Quote the records that follow in full and exactly; leave out the pictures.

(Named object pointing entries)
▬▬▬
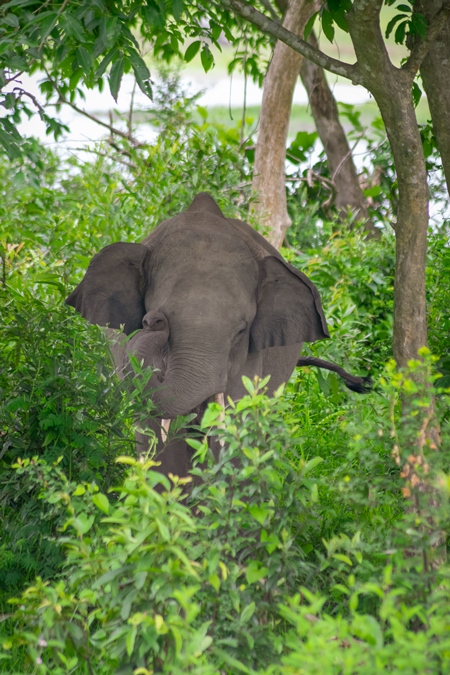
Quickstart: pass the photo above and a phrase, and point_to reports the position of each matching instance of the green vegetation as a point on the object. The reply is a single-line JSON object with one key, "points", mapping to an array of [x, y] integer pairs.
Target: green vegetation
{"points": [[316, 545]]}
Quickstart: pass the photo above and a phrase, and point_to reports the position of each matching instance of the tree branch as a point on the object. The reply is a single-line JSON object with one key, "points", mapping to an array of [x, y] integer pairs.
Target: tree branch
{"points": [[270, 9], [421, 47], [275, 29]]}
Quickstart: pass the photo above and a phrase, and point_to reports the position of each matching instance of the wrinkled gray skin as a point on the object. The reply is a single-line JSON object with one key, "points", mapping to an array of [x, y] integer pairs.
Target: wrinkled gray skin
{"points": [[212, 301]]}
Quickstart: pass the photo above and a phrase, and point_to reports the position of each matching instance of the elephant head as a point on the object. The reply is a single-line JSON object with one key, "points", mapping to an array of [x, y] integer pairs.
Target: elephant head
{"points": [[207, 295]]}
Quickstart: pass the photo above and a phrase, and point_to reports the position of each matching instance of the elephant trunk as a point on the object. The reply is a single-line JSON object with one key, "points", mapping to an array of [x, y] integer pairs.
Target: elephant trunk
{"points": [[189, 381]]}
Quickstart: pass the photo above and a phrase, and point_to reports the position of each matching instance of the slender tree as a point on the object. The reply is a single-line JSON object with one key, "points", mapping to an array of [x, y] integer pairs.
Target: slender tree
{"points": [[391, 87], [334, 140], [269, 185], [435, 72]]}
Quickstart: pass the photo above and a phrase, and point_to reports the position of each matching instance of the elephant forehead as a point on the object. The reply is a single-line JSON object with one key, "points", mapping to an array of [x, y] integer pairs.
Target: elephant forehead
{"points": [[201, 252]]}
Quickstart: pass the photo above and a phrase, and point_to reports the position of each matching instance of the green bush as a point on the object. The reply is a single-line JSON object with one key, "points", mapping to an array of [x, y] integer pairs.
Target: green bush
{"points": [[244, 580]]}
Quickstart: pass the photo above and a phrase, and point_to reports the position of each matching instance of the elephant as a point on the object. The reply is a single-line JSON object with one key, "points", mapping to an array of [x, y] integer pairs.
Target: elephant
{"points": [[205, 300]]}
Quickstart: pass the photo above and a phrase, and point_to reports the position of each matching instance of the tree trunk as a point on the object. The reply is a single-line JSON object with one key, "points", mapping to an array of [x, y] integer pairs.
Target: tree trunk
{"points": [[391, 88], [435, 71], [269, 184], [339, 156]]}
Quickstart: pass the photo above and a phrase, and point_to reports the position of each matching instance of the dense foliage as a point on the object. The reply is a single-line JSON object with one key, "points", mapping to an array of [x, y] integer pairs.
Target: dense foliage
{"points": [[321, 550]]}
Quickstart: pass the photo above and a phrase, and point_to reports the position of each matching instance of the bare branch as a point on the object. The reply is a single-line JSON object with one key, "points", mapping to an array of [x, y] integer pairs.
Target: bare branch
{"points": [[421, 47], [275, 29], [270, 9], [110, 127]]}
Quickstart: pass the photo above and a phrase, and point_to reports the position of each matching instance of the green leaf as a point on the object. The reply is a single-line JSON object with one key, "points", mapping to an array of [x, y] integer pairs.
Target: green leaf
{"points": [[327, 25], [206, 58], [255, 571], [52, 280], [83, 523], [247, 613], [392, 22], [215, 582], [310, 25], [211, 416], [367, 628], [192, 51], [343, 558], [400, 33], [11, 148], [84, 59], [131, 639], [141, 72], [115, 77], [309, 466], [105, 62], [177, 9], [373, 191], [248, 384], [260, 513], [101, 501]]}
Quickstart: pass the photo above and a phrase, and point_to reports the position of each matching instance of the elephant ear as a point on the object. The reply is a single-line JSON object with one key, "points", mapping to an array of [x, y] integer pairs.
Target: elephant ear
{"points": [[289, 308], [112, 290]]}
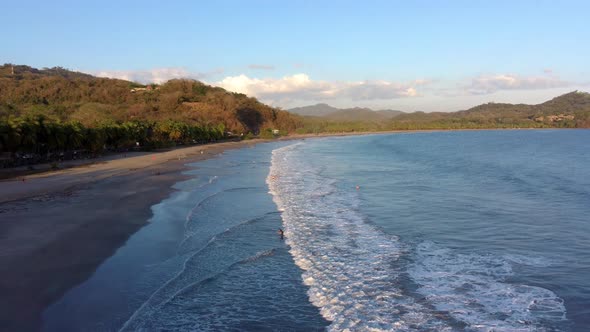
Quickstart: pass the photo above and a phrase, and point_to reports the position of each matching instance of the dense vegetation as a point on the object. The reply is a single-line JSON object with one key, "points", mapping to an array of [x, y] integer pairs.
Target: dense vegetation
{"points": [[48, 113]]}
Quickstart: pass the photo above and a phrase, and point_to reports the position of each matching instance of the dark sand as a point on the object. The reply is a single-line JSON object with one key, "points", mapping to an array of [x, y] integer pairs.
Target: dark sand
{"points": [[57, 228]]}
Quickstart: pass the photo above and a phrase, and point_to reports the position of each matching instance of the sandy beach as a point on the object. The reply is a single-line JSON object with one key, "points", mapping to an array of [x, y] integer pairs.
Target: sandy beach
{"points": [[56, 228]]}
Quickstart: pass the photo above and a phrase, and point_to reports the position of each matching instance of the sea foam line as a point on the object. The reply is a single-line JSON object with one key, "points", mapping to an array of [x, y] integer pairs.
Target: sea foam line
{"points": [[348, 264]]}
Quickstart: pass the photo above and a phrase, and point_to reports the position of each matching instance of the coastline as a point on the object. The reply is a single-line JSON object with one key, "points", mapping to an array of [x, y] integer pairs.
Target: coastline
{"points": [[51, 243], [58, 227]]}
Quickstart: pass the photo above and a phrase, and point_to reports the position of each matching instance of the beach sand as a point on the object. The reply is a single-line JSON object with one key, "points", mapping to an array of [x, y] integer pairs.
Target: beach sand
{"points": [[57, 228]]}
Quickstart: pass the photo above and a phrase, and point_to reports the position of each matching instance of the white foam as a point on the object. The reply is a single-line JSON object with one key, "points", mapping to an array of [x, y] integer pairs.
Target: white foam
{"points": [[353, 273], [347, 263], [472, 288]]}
▬▬▬
In response:
Quickstart: pass the photo above and a phrase, and point_to reports the position of each matching instance of the green vegetation as a point on the object. The reply is a single-line JSON object with one key, "points", mapping to an array of [x, y] integer pairs.
Target: green vegetation
{"points": [[316, 545]]}
Quickstart: pass the photo above and a phrase, and point_to reports the position of each matching instance of the tree branch as a point on the object. The reply is a single-line JSON object with one key, "points", mapping to an array of [x, y] integer pairs.
Target: tree branch
{"points": [[270, 9], [421, 47], [275, 29]]}
Quickstart: pass the photo above and a phrase, and point_to reports the position of each matching instance of the wrinkled gray skin as a point on the object. The reply is a single-line JSON object with one key, "points", mapping to an array of [x, y] integer pairs.
Target: wrinkled gray skin
{"points": [[212, 301]]}
Quickstart: pass the photo above and a phrase, and point_to reports the position of each matching instance of the elephant head as a point on the object. The reply is a single-line JSON object with one key, "points", mapping to an array of [x, y] integer pairs.
Target: elephant head
{"points": [[207, 295]]}
Quickstart: pass the photo above and a phrase, and point_to reports the position of each matching instance of the elephant trunk as a point on the object. The reply is a single-line JSON object with one key, "points", mapping to an array of [x, y] integer pairs.
Target: elephant trunk
{"points": [[189, 381]]}
Quickstart: pass the photo above and a phrase, and point_to reports the position of each matching instance of the slender tree as a point on the object. The reply is a single-line JSON object with one key, "points", mapping to an array of [x, y] integer pairs.
Target: slender tree
{"points": [[391, 87], [334, 140], [269, 185], [435, 72]]}
Quickstart: pass the photo above and a phrase, and point_to reports the position of each matching instance of the elephant forehead as a point on the object. The reply is a single-line JSON object with one key, "points", mapping to an array of [x, y] integer pairs.
Target: elephant forehead
{"points": [[201, 252]]}
Quickstart: pass the photo above and a phrase, and point_to reports the position of each matching instance of the green bush as a point on the object. The reply is a single-line JSON object with one key, "points", mapping to an array of [x, y] integer pairs.
Target: green bush
{"points": [[244, 580]]}
Quickstart: pass the photo above and a phrase, and point_to reports the position of each matching instance of the elephant as a point on the object. The reply is a single-line JSON object with one key, "points", mapping to an array of [x, y] integer pairs.
Target: elephant
{"points": [[205, 300]]}
Quickstart: pass the photo above and a phrase, and point_to reports the position of each matching instance of the tree trunk as a point on the object. The reply is a single-line JSON object with one key, "points", mapping to an array of [x, y] integer pairs.
Target: tree trunk
{"points": [[391, 88], [435, 71], [269, 184], [339, 156]]}
Quickstart: pass the photo above and a phrase, and point_to reports the position of each matching instance of the dense foliage as a point on the object. The reply is a single-line JSON object with one key, "points", mapping to an array of [x, y] integer pairs.
Target: dense foliage
{"points": [[321, 550]]}
Quickstart: pass the photo above and a phrase, and point_to reports the position of each matching instance of the bare branch as a point on the object. The reply is a single-line JSON object with one key, "points", mapping to an array of [x, y] integer pairs.
Target: bare branch
{"points": [[421, 47], [275, 29], [270, 9], [110, 127]]}
Quickstart: pass the photo above and a phrase, and point_to reports the position of each matching instance of the green leaf as a point on the object. The reply is a single-line JSON object with one key, "points", mapping to an array of [x, y] integer pairs.
Target: green leaf
{"points": [[327, 25], [206, 58], [255, 571], [52, 280], [83, 523], [247, 613], [392, 22], [215, 582], [310, 25], [211, 416], [367, 628], [192, 51], [343, 558], [400, 33], [11, 148], [84, 59], [131, 639], [141, 72], [115, 77], [309, 466], [105, 62], [177, 9], [373, 191], [248, 384], [260, 513], [101, 501]]}
Quickstart: pass the photo above and a phrase, and point_to reports the position of each matching instance of the elephant ear as a point on the object. The reply is a single-line JSON object with one key, "points", mapping to an array of [x, y] integer pairs.
Target: elephant ear
{"points": [[289, 308], [112, 290]]}
Quickstart: pass the photo above and a phrase, and point_to reports the position of each matching instance of the dense vegetation as a point on the object. The reply is a single-line JSON object with one key, "points", mapping to an array of [x, y] integer pairs.
Target: dense vegetation
{"points": [[48, 113]]}
Quickstart: pass the photo above and a phrase, and point_to reports the position of each matching instance of the dark sand as a point on the object. The reply is a single-line JSON object with one key, "points", mapping to an array of [x, y] integer pairs.
Target: dark sand
{"points": [[57, 228]]}
Quickstart: pass the photo above and a phrase, and point_to reports the position of each matching instance of the sandy beach as a point on the object. The reply is a single-line JSON object with one key, "points", mapping to an array of [x, y] integer pairs.
Target: sandy beach
{"points": [[56, 228]]}
Quickstart: pass the photo above and a phrase, and point_to reports the position of each matching instance of the sea foam line as a point on the object. The reply is a single-line JSON object with one key, "points", mapping to an array of [x, y] integer pairs.
Target: sea foam line
{"points": [[348, 264]]}
Quickstart: pass the photo above and a phrase, and point_to reports the position of each matching instance of the coastline as a point on the object. The reply is a single-line JSON object with one key, "points", mapping to an array of [x, y] integer pairs.
Target: coastline
{"points": [[51, 243], [58, 227]]}
Quickstart: pass the photo above and a phrase, and point_to reports the position of each matching instance of the beach sand as a point on the object. The reply is a single-line JSON object with one key, "points", mapping to an array of [x, y] integer pairs.
Target: beach sand
{"points": [[57, 228]]}
Quickstart: pass the photo above and a phrase, and point_to reports the position of each matching instance of the white foam as a point on the object. The reply is a single-line JSON object with one key, "points", mapping to an array of [x, y] integer pairs.
Target: white foam
{"points": [[353, 273], [347, 263], [472, 288]]}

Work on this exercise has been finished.